Excerpts of bounding box data
================================
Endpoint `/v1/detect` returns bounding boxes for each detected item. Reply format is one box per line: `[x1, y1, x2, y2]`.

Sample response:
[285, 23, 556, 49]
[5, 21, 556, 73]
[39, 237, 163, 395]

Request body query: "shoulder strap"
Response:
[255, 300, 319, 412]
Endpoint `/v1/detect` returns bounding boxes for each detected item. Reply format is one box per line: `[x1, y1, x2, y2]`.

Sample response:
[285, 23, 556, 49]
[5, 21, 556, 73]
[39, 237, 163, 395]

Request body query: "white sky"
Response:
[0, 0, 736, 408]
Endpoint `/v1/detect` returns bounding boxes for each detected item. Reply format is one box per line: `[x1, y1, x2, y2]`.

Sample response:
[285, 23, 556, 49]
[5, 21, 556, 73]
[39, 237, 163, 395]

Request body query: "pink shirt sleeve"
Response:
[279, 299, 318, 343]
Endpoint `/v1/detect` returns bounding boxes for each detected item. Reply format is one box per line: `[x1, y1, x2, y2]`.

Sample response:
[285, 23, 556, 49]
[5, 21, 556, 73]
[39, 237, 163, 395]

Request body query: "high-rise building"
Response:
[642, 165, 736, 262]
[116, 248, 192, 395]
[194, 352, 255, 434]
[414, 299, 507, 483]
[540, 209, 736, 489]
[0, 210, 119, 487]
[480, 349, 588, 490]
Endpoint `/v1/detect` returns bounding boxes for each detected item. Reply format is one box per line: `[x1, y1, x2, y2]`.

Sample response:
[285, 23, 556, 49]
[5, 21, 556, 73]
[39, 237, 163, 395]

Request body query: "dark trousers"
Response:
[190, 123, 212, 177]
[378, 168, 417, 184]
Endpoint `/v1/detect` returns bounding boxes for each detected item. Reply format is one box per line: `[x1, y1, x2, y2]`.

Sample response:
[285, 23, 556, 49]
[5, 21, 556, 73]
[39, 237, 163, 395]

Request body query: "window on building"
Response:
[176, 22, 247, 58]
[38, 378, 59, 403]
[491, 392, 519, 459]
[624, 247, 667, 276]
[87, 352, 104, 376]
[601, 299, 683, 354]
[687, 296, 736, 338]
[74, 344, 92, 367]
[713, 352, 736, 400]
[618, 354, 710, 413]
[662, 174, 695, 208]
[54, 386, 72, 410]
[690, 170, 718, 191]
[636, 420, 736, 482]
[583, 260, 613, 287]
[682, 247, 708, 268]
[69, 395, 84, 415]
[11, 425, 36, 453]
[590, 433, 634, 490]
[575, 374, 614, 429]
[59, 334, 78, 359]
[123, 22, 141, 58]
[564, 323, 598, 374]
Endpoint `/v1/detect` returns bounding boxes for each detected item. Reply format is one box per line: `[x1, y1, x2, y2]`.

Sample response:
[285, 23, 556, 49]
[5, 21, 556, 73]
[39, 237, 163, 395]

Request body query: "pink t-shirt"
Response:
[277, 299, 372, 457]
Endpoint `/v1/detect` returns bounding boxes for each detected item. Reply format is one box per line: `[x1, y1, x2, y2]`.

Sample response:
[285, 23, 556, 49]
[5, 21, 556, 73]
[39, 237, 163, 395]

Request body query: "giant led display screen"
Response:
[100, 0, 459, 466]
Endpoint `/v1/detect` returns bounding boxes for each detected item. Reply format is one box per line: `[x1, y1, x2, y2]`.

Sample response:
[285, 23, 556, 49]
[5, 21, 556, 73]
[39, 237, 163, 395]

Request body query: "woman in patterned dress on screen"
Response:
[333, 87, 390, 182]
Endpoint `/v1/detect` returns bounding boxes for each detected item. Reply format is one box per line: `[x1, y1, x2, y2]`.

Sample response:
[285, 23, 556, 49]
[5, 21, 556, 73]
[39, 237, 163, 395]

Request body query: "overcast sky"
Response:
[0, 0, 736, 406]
================================
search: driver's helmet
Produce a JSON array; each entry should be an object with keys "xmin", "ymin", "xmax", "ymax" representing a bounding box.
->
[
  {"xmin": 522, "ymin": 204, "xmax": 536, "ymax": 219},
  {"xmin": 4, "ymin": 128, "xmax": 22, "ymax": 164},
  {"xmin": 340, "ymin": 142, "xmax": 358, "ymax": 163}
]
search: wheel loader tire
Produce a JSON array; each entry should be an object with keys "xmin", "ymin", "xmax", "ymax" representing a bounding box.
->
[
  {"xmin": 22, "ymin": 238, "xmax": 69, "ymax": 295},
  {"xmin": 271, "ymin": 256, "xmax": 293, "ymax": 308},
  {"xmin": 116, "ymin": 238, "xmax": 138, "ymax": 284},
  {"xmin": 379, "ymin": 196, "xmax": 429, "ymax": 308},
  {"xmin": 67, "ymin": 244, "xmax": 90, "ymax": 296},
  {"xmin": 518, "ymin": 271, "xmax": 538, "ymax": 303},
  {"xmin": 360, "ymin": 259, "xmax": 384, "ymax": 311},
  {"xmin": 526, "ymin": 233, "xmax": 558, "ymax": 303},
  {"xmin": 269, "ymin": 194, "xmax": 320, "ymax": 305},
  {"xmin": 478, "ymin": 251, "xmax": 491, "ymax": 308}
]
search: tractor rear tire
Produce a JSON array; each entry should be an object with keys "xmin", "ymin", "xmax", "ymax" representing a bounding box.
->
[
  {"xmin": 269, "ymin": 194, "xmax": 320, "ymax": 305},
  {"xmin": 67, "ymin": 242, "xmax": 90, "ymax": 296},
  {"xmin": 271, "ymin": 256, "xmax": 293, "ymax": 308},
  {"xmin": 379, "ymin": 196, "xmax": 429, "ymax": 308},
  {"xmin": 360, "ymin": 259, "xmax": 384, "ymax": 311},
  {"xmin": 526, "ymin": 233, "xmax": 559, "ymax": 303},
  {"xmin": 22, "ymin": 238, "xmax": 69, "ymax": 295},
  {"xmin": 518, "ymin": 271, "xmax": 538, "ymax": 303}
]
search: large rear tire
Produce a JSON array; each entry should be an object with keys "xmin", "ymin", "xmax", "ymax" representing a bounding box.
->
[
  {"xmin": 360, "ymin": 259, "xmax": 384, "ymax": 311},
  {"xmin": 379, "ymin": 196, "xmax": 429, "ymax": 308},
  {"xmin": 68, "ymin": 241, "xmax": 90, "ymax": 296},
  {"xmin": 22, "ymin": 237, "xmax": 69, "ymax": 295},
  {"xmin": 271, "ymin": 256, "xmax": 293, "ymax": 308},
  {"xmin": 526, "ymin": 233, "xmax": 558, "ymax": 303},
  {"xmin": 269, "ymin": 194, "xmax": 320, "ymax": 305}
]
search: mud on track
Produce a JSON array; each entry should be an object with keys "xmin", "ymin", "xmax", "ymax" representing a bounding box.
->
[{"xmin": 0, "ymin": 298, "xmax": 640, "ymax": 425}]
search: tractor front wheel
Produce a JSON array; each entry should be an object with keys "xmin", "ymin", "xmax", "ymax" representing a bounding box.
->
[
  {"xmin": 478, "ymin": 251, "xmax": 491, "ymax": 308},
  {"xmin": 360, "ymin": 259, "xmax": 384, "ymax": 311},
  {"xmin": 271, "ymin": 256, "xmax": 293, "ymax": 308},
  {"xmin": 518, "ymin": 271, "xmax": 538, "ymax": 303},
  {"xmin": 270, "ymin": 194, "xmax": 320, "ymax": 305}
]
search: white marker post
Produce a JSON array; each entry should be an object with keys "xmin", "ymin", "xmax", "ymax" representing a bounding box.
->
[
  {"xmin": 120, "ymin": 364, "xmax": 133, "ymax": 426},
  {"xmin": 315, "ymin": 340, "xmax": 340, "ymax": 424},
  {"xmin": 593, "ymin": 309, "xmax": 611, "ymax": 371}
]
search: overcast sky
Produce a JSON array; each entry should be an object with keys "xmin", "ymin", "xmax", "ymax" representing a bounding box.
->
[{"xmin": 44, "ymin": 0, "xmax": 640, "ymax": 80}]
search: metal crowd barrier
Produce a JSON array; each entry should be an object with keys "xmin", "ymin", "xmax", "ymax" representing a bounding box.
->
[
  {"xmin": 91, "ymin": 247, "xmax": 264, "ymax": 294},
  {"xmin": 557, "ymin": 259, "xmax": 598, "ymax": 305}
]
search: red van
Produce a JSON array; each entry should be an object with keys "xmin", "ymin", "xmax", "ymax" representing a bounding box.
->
================================
◆ Description of the task
Select every line of the records that contains the string "body", and copy each one.

◆ Worked solution
Request body query: "shoulder strap"
Request body query: "white sky"
Request body query: "pink shirt sleeve"
Request body query: "high-rise building"
Request body query: "dark trousers"
Request body query: "window on building"
Request body query: "pink t-shirt"
Request body query: "giant led display screen"
Request body query: "woman in patterned dress on screen"
Request body query: "overcast sky"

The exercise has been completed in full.